[Ne İsteniyor]: Aşağıdaki roman değerlendirmesinde "yılın 8. ayı" ifadesini içeren sözcüklerle başlayıp "ise oldukça hoş." ile biten bölümü harfi harfine kopyalayın.

Pazar, Ağustos 21, 2011

hakan günday-az

yılın 8. ayı biterken 6. kitabımı bitirdim ben ancak...


oldukça hareketli ve akıcı, zekice kurgulanmış bir roman...
ama sanıyorum ki, fazlasıyla "roman".
hepi topu 10-15 karakterin hayatlarının kesişiyor olması başlarda şaşırtıp hayran bıraksa da, sonlara doğru "yok artık, bu kadar da olmaz" hissi yaşatıyor... gerçeklikten uzaklaşıyor sanki biraz.
biraz da "sert". kan, acı, acımasızlık hiç eksik olmuyor...
karakterler hiç sıradan olmayan, oldukça ilginç kişiler. mezarlara su dökerek para kazanan çocuklar, tarikat üyeleri, korsan kitapçılar, sado-mazolar vs...
yazarın dili kullanışı ise oldukça hoş.

[Nesne konumu etiketleme öğeleri]
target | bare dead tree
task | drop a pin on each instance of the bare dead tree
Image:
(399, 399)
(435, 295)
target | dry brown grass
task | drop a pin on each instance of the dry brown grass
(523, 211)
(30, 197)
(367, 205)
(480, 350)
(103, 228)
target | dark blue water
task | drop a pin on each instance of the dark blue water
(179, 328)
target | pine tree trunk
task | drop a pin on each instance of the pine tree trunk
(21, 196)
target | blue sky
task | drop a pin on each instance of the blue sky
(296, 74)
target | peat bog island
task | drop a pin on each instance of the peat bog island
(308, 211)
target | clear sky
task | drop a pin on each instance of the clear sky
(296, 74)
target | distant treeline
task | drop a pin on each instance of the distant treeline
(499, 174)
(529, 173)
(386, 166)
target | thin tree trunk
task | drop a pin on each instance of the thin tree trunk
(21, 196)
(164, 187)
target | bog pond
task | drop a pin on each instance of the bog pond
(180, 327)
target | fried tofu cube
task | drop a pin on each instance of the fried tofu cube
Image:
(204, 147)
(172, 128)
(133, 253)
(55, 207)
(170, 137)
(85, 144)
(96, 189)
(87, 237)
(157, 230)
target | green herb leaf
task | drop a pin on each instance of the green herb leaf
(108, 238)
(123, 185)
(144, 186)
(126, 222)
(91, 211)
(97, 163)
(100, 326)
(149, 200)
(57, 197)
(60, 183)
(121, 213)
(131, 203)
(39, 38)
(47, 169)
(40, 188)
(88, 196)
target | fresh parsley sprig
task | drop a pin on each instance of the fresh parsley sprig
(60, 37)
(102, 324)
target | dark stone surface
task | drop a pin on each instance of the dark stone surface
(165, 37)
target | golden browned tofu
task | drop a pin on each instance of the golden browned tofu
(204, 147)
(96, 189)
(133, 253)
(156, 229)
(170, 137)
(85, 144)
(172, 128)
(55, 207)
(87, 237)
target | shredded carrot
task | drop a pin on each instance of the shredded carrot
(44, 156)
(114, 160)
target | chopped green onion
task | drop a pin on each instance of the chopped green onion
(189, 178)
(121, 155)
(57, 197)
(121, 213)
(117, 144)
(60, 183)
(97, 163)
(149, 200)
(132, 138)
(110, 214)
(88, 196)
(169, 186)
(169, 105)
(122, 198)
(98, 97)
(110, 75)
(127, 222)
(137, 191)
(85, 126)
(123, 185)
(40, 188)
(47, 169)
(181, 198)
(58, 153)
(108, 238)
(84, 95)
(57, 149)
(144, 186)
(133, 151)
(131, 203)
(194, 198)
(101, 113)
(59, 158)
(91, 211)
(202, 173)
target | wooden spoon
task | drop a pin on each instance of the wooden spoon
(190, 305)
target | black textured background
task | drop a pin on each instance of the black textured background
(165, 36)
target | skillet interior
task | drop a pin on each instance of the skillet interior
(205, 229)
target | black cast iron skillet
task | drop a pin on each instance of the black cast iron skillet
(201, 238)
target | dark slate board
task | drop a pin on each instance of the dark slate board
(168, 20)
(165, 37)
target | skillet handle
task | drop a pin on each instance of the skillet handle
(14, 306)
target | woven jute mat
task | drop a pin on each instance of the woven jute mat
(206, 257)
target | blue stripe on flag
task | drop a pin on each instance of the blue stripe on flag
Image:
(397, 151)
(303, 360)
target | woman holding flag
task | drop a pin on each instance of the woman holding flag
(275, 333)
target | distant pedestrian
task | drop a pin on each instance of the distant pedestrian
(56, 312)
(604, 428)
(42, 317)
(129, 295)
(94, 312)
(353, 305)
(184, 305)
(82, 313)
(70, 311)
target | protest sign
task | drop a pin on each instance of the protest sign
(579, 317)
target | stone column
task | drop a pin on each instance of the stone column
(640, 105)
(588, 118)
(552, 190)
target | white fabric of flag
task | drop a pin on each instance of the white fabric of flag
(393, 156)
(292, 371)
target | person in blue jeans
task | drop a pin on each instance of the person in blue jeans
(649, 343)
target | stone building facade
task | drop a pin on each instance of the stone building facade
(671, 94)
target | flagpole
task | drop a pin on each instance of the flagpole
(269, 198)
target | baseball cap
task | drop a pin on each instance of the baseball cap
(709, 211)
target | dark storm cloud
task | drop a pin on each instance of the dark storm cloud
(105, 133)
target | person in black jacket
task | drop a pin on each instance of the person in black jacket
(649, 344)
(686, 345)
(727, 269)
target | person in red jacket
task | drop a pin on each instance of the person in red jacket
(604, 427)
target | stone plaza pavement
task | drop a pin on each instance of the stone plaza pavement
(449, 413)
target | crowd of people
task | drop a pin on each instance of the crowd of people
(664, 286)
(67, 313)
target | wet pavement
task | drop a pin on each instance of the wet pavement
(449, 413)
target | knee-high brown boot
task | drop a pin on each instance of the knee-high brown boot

[Görevin Yanıtı]:
yılın 8. ayı biterken 6. kitabımı bitirdim ben ancak...


oldukça hareketli ve akıcı, zekice kurgulanmış bir roman...
ama sanıyorum ki, fazlasıyla "roman".
hepi topu 10-15 karakterin hayatlarının kesişiyor olması başlarda şaşırtıp hayran bıraksa da, sonlara doğru "yok artık, bu kadar da olmaz" hissi yaşatıyor... gerçeklikten uzaklaşıyor sanki biraz.
biraz da "sert". kan, acı, acımasızlık hiç eksik olmuyor...
karakterler hiç sıradan olmayan, oldukça ilginç kişiler. mezarlara su dökerek para kazanan çocuklar, tarikat üyeleri, korsan kitapçılar, sado-mazolar vs...
yazarın dili kullanışı ise oldukça hoş.